### Task details
Gather every line of the data that contains the string "burlap" and copy each one out.

(Bounding box annotation entries)
## start

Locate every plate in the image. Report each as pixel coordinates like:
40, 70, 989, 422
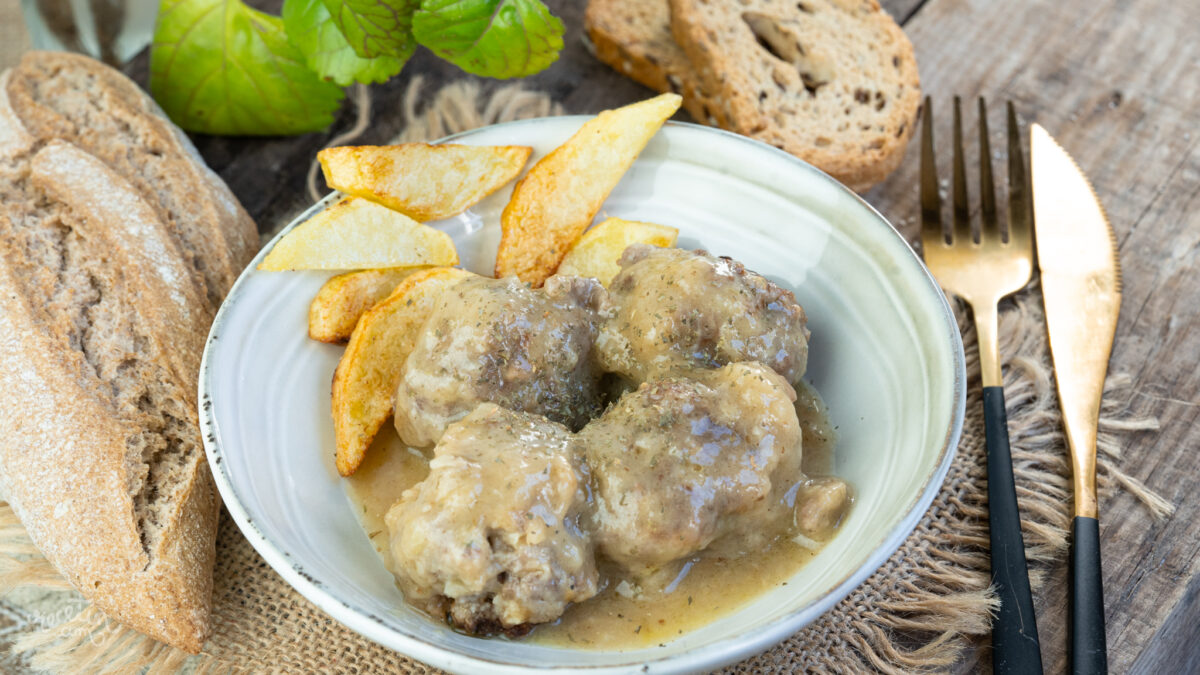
199, 117, 966, 674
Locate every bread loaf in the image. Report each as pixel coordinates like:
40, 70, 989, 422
668, 0, 920, 190
0, 52, 257, 652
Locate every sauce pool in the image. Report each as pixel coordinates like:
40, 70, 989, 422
346, 384, 835, 650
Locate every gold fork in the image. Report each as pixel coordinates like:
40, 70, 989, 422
920, 96, 1042, 674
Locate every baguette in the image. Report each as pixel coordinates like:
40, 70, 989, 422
0, 53, 256, 652
668, 0, 920, 191
6, 52, 258, 306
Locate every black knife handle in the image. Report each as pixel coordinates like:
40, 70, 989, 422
1070, 515, 1109, 675
983, 387, 1042, 675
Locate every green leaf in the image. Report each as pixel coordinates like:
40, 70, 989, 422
283, 0, 408, 86
413, 0, 563, 78
150, 0, 343, 136
323, 0, 421, 60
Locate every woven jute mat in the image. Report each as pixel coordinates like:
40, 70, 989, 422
0, 82, 1170, 674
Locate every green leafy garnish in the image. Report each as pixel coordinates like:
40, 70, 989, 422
413, 0, 563, 78
283, 0, 412, 86
324, 0, 421, 60
150, 0, 343, 135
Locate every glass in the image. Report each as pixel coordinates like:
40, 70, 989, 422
20, 0, 158, 66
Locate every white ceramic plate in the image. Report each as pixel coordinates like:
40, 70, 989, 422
199, 117, 965, 674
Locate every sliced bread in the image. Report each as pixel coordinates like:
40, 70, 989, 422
668, 0, 920, 191
0, 53, 251, 652
583, 0, 718, 126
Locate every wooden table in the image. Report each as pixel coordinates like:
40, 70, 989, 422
164, 0, 1200, 674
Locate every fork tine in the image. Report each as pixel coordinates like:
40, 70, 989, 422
920, 96, 946, 249
979, 96, 1001, 241
1008, 101, 1033, 247
950, 96, 973, 243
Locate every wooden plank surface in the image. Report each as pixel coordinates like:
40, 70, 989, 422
164, 0, 1200, 674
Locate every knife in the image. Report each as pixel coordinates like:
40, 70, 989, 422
1030, 124, 1121, 674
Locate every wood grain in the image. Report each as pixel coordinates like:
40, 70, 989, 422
868, 0, 1200, 673
152, 0, 1200, 674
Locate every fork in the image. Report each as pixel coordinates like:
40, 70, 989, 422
920, 96, 1042, 675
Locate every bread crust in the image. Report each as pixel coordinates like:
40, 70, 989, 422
583, 0, 718, 126
5, 52, 259, 300
638, 0, 920, 191
0, 53, 246, 652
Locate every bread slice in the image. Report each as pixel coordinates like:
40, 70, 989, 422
668, 0, 920, 191
0, 53, 252, 652
583, 0, 718, 126
6, 52, 258, 305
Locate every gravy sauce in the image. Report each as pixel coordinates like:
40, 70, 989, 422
346, 384, 835, 650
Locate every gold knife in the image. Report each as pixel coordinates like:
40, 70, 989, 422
1030, 124, 1121, 674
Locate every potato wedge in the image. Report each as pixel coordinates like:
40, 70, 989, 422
258, 197, 458, 271
554, 217, 679, 286
496, 94, 682, 286
308, 267, 428, 344
334, 267, 470, 476
317, 143, 533, 222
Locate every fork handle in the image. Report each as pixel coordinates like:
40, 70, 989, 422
1070, 515, 1109, 675
983, 387, 1042, 675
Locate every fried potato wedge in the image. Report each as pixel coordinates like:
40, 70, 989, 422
258, 197, 458, 271
496, 94, 682, 286
308, 267, 428, 344
554, 217, 679, 286
334, 267, 470, 476
317, 143, 533, 222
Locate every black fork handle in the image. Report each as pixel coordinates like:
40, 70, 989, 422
983, 387, 1042, 675
1070, 515, 1109, 675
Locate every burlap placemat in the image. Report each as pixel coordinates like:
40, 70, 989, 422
0, 82, 1170, 674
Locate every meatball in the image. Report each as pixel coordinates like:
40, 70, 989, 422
386, 404, 598, 634
578, 363, 800, 577
395, 276, 604, 447
596, 244, 809, 386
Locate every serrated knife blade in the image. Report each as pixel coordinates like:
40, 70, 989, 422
1030, 124, 1121, 674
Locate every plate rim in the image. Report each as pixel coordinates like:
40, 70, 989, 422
197, 115, 966, 675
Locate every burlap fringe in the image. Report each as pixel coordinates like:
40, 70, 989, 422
0, 77, 1172, 674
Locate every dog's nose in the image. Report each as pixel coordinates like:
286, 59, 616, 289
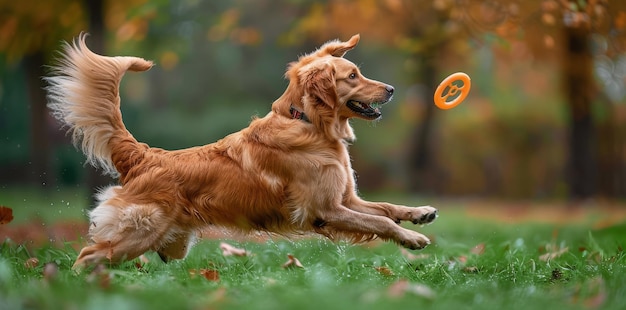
385, 85, 393, 95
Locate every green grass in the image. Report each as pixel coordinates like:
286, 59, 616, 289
0, 197, 626, 310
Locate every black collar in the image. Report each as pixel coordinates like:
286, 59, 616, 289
289, 106, 311, 123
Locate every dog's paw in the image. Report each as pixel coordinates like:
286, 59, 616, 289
397, 230, 430, 250
411, 206, 439, 225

## end

### The solution
Locate every burlap placemat in the image. Report each as pixel coordinates like:
Locate every burlap fringe in the image. Report each as pixel coordinates like:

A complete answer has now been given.